SACHA PFEIFFER I can think of all the times as a reporter, I wanted to include more detail in my stories, but in radio you have only three minutes or 60 seconds. And if you're writing a newspaper story, you have only 800 words.
MARK HERTSGAARD Let's dispense with this idea that, oh, there's not time or room. I think it is a dodge. All it takes is one sentence to say, as Al Roker said from the ground in New Orleans, this is an example of climate change.
SACHA PFEIFFER If you believe that part of the problem is we don't have enough specialized newsrooms or reporters with individual expertise in climate science. We may never have that. The media's been decimated. Staffs are shorter, people are often more generalists. So what then? Does there just need to be template language so that if you're covering climate, you can at least have a standardized line that mentions climate change?
MARK HERTSGAARD That is what we try to provide, by the way, covering climate. Now, look, here's how you can make the climate connection in your reports. We have 10 best practices in climate reporting that you can read so that, you know, we say to our colleagues, look, if you're new to the climate beat and you're managing editor tells you at 10 a.m. that you've got to have a story on the air at 6:00, come to us, read this stuff for an hour, and you can go out and report that story and get something on the air that night that you will not be ashamed of. It is really not that difficult. And let's be clear here, the U.S. media has long been at least 10 years behind our counterparts in Europe on this. Back in the 1990’s, the media in Germany, in Britain and France, in Italy, in Spain, none of them were saying climate science is a hoax, like we were saying in the United States. None of them were being both sides, "well, there's some people say it's true and some people say it's not." The science was plenty clear enough in the 1990’s.
SACHA PFEIFFER What would you say to journalists who feel that covering climate change is somehow a partisan style of reporting?
MARK HERTSGAARD I would argue that, in fact, that's the single greatest mistake that the U.S. media has made on the climate story going back 30 years now to when it first appeared on the public agenda. We have treated climate change as a politics story rather than a science story. Where, OK, Republicans say one thing and Democrats say another thing. And if we in the media are going to be fair, we have to reflect both sides. You know, when there was the fiftieth anniversary of the moon landing, we did not say there are some people who believe that men landed on the moon and other people who don't, and "gee, we don't know. It's up for you, the viewer or the listener to decide." We don't do that with cigarettes, we don't do that with gravity, we don't do that with science.

^^^^^^^^^^^^^^^^

> [Task to carry out]:
Decide whether each statement agrees with the interview, answering yes or no and quoting the words of the interview that settle it: (a) a radio story allows only three minutes or 60 seconds; (b) media in Germany, Britain, and France called climate science a hoax in the 1990s; (c) the U.S. media has treated climate change as a science story rather than a politics story. The lines after this point come from a separate source and are unrelated to the interview.

> [Listed entries]:
^^^^^^^^^^^^^^^^

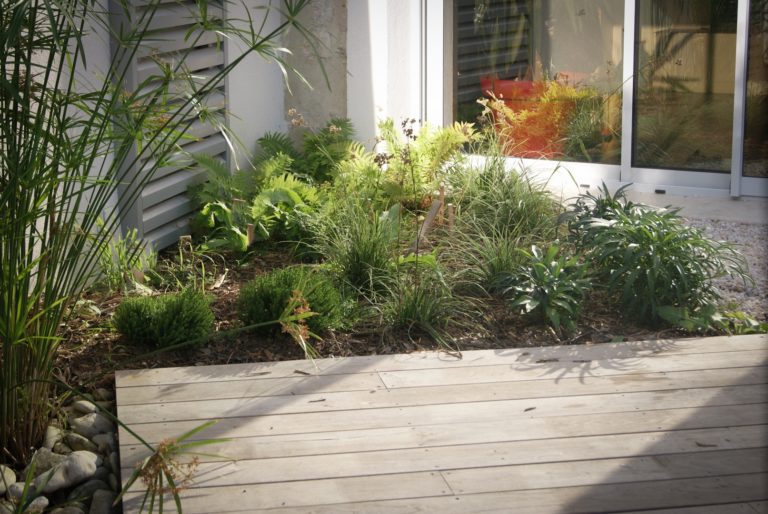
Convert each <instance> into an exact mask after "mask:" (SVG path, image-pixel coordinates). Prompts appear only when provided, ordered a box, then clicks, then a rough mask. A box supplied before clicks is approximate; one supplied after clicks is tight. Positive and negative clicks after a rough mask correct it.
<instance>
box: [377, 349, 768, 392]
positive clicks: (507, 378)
mask: <svg viewBox="0 0 768 514" xmlns="http://www.w3.org/2000/svg"><path fill="white" fill-rule="evenodd" d="M766 356H767V355H766V351H765V350H750V351H743V352H718V353H705V354H683V355H657V356H655V357H652V358H647V359H638V360H634V361H632V362H631V363H629V364H628V363H623V362H621V361H618V362H617V361H613V360H605V361H588V362H580V360H578V359H577V360H575V361H559V362H556V363H550V362H547V363H537V364H529V365H525V364H518V365H516V366H511V365H507V364H503V365H488V366H483V367H482V368H472V367H462V368H453V369H446V368H438V369H424V370H418V371H411V370H409V371H382V372H379V375H380V376H381V378H382V380H383V381H384V383H385V384H386V386H387V388H390V389H392V388H396V387H418V386H421V385H425V384H429V385H449V384H479V383H493V382H498V381H507V380H510V377H512V376H514V377H517V379H518V380H521V379H523V377H526V378H534V377H538V378H545V377H550V378H553V379H563V378H570V377H576V378H584V377H588V376H610V375H625V374H626V375H629V374H635V373H653V372H670V371H694V370H697V369H721V368H740V367H744V366H750V365H755V364H756V363H757V364H761V363H765V359H766ZM761 359H762V360H761Z"/></svg>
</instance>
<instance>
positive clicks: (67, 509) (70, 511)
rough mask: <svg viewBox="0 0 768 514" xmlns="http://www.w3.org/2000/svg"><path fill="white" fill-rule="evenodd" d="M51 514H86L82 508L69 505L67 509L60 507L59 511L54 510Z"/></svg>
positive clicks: (56, 509) (71, 505)
mask: <svg viewBox="0 0 768 514" xmlns="http://www.w3.org/2000/svg"><path fill="white" fill-rule="evenodd" d="M50 514H85V511H84V510H83V509H81V508H80V507H75V506H73V505H68V506H66V507H59V508H58V509H53V510H52V511H51V512H50Z"/></svg>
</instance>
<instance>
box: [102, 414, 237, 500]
mask: <svg viewBox="0 0 768 514" xmlns="http://www.w3.org/2000/svg"><path fill="white" fill-rule="evenodd" d="M217 422H218V421H217V420H213V421H207V422H205V423H203V424H201V425H199V426H197V427H195V428H193V429H192V430H189V431H188V432H185V433H184V434H182V435H180V436H179V437H177V438H174V439H167V440H164V441H161V442H160V443H158V445H157V446H156V447H153V446H152V445H151V444H149V443H148V442H146V441H145V440H144V439H143V438H141V437H140V436H139V435H138V434H136V433H135V432H133V431H132V430H130V428H128V427H126V426H125V425H123V428H125V429H126V430H128V431H129V432H130V433H131V435H133V436H134V437H136V438H137V439H138V440H139V441H141V443H142V444H143V445H144V446H146V447H147V448H148V449H149V450H150V452H151V454H150V455H149V456H148V457H146V458H144V459H143V460H142V461H141V462H140V463H139V464H138V466H136V469H134V470H133V472H132V473H131V475H130V476H129V477H128V480H127V481H126V483H125V486H123V489H122V491H121V492H120V494H119V495H118V497H117V499H116V500H115V501H119V500H121V499H122V498H123V496H124V495H125V494H126V493H127V492H128V491H129V490H130V488H131V487H132V486H133V485H134V484H135V483H136V482H137V481H139V480H141V482H142V483H143V484H144V486H145V487H146V489H145V491H144V496H143V497H142V499H141V504H140V505H139V512H144V509H145V508H146V509H147V512H149V513H150V514H151V513H152V512H155V509H157V511H158V512H163V510H164V509H163V506H164V501H163V497H164V496H165V495H170V496H171V498H173V502H174V504H175V506H176V511H177V512H182V503H181V496H180V495H181V492H182V491H184V489H186V488H188V487H189V486H190V485H191V484H192V482H193V477H194V474H195V472H196V471H197V466H198V459H197V458H195V457H197V455H198V454H197V453H196V452H194V451H192V450H194V449H196V448H200V447H202V446H210V445H214V444H220V443H225V442H228V441H229V439H202V440H200V439H192V438H193V437H195V436H196V435H197V434H199V433H200V432H202V431H204V430H206V429H208V428H210V427H211V426H213V425H215V424H216V423H217ZM189 457H192V458H191V459H190V458H189Z"/></svg>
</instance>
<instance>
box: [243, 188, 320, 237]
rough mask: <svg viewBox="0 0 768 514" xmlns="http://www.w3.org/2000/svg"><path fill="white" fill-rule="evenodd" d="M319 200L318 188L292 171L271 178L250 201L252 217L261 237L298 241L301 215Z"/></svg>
mask: <svg viewBox="0 0 768 514" xmlns="http://www.w3.org/2000/svg"><path fill="white" fill-rule="evenodd" d="M318 203H319V195H318V191H317V188H315V187H314V186H312V185H310V184H307V183H306V182H304V181H302V180H300V179H299V178H298V177H296V176H295V175H293V174H291V173H284V174H282V175H278V176H275V177H272V178H271V179H270V180H269V181H267V183H266V184H265V187H264V189H262V191H261V192H260V193H259V194H258V195H257V196H256V198H254V200H253V202H252V204H251V217H252V219H253V221H254V225H255V227H256V229H257V236H258V237H259V238H260V239H270V238H271V239H282V240H290V241H297V240H299V239H301V238H302V236H303V226H304V222H303V217H304V216H307V215H309V214H311V213H312V212H314V211H315V209H316V207H317V205H318Z"/></svg>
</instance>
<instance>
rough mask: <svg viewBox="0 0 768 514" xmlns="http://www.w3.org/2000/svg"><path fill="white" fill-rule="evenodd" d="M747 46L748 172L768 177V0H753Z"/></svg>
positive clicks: (747, 165)
mask: <svg viewBox="0 0 768 514" xmlns="http://www.w3.org/2000/svg"><path fill="white" fill-rule="evenodd" d="M747 37H748V40H747V41H748V47H747V95H746V96H747V103H746V112H745V114H746V123H745V125H744V176H745V177H768V0H752V2H751V3H750V8H749V33H748V36H747Z"/></svg>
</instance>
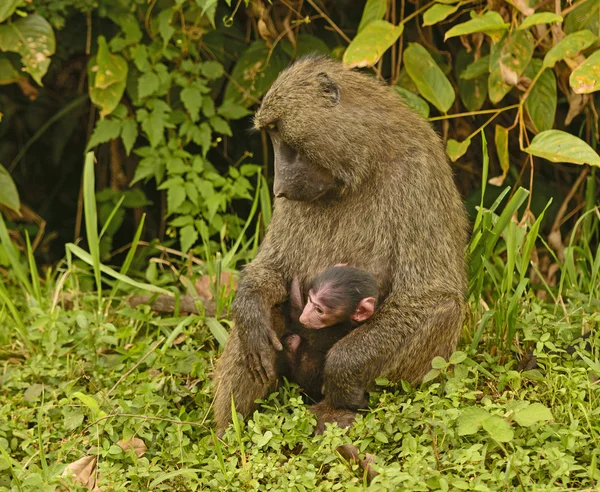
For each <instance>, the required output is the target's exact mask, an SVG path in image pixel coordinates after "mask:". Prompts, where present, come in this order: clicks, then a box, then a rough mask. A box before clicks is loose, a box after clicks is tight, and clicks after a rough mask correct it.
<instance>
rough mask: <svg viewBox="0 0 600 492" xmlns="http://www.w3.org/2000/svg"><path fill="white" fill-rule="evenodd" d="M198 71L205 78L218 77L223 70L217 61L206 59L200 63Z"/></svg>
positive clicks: (219, 77) (221, 74)
mask: <svg viewBox="0 0 600 492" xmlns="http://www.w3.org/2000/svg"><path fill="white" fill-rule="evenodd" d="M200 71H201V72H202V75H204V76H205V77H206V78H207V79H212V80H215V79H218V78H220V77H222V76H223V74H224V73H225V70H224V69H223V65H221V64H220V63H219V62H218V61H206V62H204V63H202V64H201V65H200Z"/></svg>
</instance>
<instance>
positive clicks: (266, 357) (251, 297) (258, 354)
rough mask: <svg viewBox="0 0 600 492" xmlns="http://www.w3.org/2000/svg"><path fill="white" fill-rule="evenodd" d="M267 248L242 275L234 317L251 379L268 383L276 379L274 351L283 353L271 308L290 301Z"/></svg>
mask: <svg viewBox="0 0 600 492" xmlns="http://www.w3.org/2000/svg"><path fill="white" fill-rule="evenodd" d="M267 258H268V248H265V249H263V250H261V253H260V254H259V255H258V256H257V257H256V259H255V260H254V261H253V262H252V263H250V264H249V265H248V266H247V267H246V268H245V269H244V271H243V273H242V276H241V280H240V285H239V288H238V291H237V294H236V297H235V300H234V302H233V306H232V317H233V320H234V321H235V326H236V330H237V331H238V336H239V339H240V348H241V351H242V354H241V355H242V357H243V358H245V360H246V363H247V365H248V369H249V371H250V374H251V376H252V378H253V379H254V380H256V381H261V382H263V383H265V384H266V383H268V382H271V381H273V380H274V379H275V378H276V377H277V374H276V371H275V367H274V364H273V352H274V350H278V351H280V350H282V346H281V342H280V341H279V336H280V335H281V333H278V332H277V331H276V330H274V329H273V320H272V319H271V312H272V307H273V306H274V305H276V304H279V303H282V302H284V301H285V299H286V298H287V284H286V281H285V279H284V276H283V273H282V272H281V271H278V269H277V268H276V266H275V265H274V263H272V262H270V261H269V260H268V259H267Z"/></svg>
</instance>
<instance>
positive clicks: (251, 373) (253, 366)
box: [248, 354, 269, 384]
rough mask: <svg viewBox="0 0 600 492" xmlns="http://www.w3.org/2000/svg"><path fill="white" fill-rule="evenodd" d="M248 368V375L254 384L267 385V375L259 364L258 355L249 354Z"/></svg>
mask: <svg viewBox="0 0 600 492" xmlns="http://www.w3.org/2000/svg"><path fill="white" fill-rule="evenodd" d="M248 366H249V368H250V375H251V376H252V379H254V381H255V382H256V383H262V384H267V383H268V382H269V379H268V377H267V373H266V371H265V369H264V368H263V365H262V362H261V357H260V354H249V355H248Z"/></svg>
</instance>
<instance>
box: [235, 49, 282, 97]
mask: <svg viewBox="0 0 600 492" xmlns="http://www.w3.org/2000/svg"><path fill="white" fill-rule="evenodd" d="M269 55H270V57H269ZM287 65H288V58H287V57H286V56H285V55H283V54H282V53H281V51H280V50H278V49H277V48H275V49H274V50H273V52H272V53H271V49H270V48H269V47H268V46H267V44H266V43H265V42H264V41H262V40H260V41H255V42H254V43H252V44H251V45H250V46H249V47H248V48H247V49H246V51H244V52H243V53H242V55H241V56H240V58H239V59H238V61H237V63H236V64H235V67H234V68H233V71H232V72H231V80H230V81H229V82H228V83H227V87H226V88H225V96H224V98H223V99H224V101H228V100H231V101H234V102H236V103H237V104H240V105H242V106H244V107H248V106H250V105H251V104H253V103H254V102H255V101H256V100H258V99H259V98H260V97H261V96H262V95H263V94H264V93H265V92H266V91H267V89H268V88H269V87H270V86H271V84H272V83H273V82H274V81H275V79H276V78H277V76H278V75H279V72H281V71H282V70H283V69H285V68H286V67H287Z"/></svg>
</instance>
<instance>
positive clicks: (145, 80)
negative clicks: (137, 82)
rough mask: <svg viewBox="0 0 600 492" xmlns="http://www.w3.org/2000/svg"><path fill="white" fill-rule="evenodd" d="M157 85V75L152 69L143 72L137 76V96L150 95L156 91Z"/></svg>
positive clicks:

^^^^^^^^^^^^^^^^

> [Problem solution]:
(a) Yes: "in radio you have only three minutes or 60 seconds."
(b) No: "none of them were saying climate science is a hoax, like we were saying in the United States."
(c) No: "We have treated climate change as a politics story rather than a science story."